** BEGIN **

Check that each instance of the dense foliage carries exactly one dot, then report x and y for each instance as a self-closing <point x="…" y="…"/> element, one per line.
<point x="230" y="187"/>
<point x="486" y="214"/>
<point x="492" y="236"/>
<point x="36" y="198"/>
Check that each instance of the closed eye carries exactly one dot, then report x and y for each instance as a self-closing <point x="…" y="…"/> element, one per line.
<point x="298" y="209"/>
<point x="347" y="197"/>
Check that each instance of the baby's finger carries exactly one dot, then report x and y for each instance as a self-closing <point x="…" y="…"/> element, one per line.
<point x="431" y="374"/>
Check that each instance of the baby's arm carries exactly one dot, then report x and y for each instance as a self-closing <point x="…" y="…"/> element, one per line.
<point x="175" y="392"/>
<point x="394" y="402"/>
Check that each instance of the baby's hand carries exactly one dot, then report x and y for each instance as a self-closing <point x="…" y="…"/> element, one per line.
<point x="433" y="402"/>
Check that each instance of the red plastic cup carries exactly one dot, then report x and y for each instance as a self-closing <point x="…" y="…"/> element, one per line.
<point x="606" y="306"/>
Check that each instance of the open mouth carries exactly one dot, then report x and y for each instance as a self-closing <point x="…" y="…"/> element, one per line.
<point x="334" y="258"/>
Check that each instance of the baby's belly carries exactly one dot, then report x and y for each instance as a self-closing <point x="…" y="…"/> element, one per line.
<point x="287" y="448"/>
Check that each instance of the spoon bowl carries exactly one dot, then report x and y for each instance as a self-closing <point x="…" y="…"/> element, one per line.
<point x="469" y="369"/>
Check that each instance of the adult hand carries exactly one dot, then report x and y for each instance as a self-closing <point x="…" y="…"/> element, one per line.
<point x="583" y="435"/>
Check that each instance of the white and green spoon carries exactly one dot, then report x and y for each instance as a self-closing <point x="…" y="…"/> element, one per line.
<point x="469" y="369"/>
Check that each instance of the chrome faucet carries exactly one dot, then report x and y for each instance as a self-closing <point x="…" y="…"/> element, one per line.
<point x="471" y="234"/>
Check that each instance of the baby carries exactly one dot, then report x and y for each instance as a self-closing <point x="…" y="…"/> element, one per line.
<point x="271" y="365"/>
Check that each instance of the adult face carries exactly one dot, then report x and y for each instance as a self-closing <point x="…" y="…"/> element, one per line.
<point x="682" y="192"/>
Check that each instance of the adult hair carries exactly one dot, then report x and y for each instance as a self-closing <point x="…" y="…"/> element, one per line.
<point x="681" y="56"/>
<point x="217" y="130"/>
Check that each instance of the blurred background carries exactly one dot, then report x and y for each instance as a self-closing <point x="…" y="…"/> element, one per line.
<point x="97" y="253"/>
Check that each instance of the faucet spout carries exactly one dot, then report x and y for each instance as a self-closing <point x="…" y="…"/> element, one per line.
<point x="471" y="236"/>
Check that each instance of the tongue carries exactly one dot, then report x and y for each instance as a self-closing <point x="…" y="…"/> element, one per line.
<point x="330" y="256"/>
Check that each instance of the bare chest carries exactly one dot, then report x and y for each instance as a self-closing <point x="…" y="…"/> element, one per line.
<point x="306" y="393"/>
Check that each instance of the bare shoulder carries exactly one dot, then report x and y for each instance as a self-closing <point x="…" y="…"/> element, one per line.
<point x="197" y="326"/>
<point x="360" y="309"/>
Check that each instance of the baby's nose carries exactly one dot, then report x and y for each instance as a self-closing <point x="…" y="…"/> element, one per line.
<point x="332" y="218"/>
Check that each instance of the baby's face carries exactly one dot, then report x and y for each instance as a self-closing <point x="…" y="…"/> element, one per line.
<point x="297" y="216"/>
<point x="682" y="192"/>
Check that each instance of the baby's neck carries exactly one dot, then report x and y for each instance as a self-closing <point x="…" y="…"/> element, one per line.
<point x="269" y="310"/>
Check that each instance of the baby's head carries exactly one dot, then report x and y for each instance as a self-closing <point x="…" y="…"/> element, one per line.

** END **

## The problem
Repeat every record, keeping each word and mark exactly as it is.

## Finished answer
Check that each instance of the dense foliage carries exactly one dot, then report x and y for each instance as a self-closing <point x="…" y="…"/> element, one per line.
<point x="230" y="187"/>
<point x="486" y="214"/>
<point x="492" y="236"/>
<point x="36" y="198"/>
Check that each instance of the closed eye carries exactly one dot, then report x and y for each instance as a self-closing <point x="…" y="…"/> element, one per line.
<point x="298" y="209"/>
<point x="347" y="197"/>
Check that each instance of the baby's finger carries exactly one dot, then report x and y for each instance as a self-closing <point x="…" y="…"/> element, one per line.
<point x="431" y="374"/>
Check that each instance of the baby's arm carries exactly one dot, then report x and y for each instance as a self-closing <point x="…" y="…"/> element, one per line.
<point x="175" y="392"/>
<point x="394" y="402"/>
Check that each instance of the baby's hand carries exactly one dot, then report x and y for each instance as a self-closing <point x="…" y="…"/> element, one per line.
<point x="433" y="402"/>
Check that each instance of the red plastic cup carries exactly one dot, then report x and y for each instance as a self-closing <point x="…" y="…"/> element, one per line.
<point x="606" y="306"/>
Check that each instance of the open mouth carries exactly one dot, then report x and y for each instance as a self-closing <point x="…" y="…"/> element, one per line.
<point x="334" y="258"/>
Check that each instance of the baby's belly carries exactly one dot, then report x and y for each instance as a self-closing <point x="…" y="…"/> element, one per line.
<point x="287" y="448"/>
Check that each instance of the spoon bowl carries exactly one dot, then report x and y for each instance as a self-closing <point x="…" y="…"/> element, one per line.
<point x="469" y="369"/>
Check that each instance of the adult hand carries exactly one dot, then report x and y for each instance as a self-closing <point x="…" y="…"/> element, one per line.
<point x="583" y="435"/>
Check that each instance of the white and green spoon carries exactly one dot, then report x and y for each instance as a self-closing <point x="…" y="…"/> element, one per line.
<point x="469" y="369"/>
Check that each instance of the chrome faucet carries exactly one dot, then report x and y for each instance as a self-closing <point x="…" y="…"/> element, one per line.
<point x="471" y="234"/>
Check that each instance of the baby carries exactly one dot, then report x and y for each instance as a self-closing <point x="…" y="…"/> element, one per line.
<point x="271" y="365"/>
Check that each instance of the adult face carries exactly one dot, then report x and y for each instance as a self-closing <point x="…" y="…"/> element, one per line.
<point x="682" y="192"/>
Check that each instance of the adult hair carries exactly one dot, then report x and y for each instance as a self-closing <point x="…" y="…"/> element, one per line.
<point x="681" y="56"/>
<point x="217" y="130"/>
Check that each instance of the blurred background carries exactly one dot, then report x and y for each instance as a self-closing <point x="…" y="…"/> element, one per line.
<point x="97" y="253"/>
Check that each instance of the faucet spout carries exactly one dot, then report x and y for each instance as a self-closing <point x="…" y="…"/> element, one per line.
<point x="471" y="236"/>
Check that each instance of the tongue carries exactly one dot, then report x and y for each instance as a self-closing <point x="…" y="…"/> element, one per line.
<point x="330" y="256"/>
Check that each instance of the bare chest carries exactly one dot, then report x and y for each instance as a self-closing <point x="…" y="…"/> element, one per line.
<point x="306" y="393"/>
Check that each instance of the bare shoulder carries exactly one dot, then report x and y for each instance as a self-closing <point x="…" y="…"/> element, one per line.
<point x="197" y="326"/>
<point x="360" y="309"/>
Check that each instance of the baby's nose carries exactly one dot, then report x and y for each instance as a self-closing <point x="…" y="…"/> element, one per line.
<point x="332" y="218"/>
Check that each instance of the baby's face carries exactly one dot, then report x and y for each instance as a self-closing <point x="…" y="…"/> element, one per line.
<point x="297" y="216"/>
<point x="682" y="192"/>
Check that each instance of the baby's neck carries exactly one dot, then report x and y for each instance as a self-closing <point x="…" y="…"/> element, one per line.
<point x="269" y="310"/>
Check that each instance of the baby's head carries exactly one dot, then report x and y for each instance as a self-closing <point x="…" y="…"/> element, one per line.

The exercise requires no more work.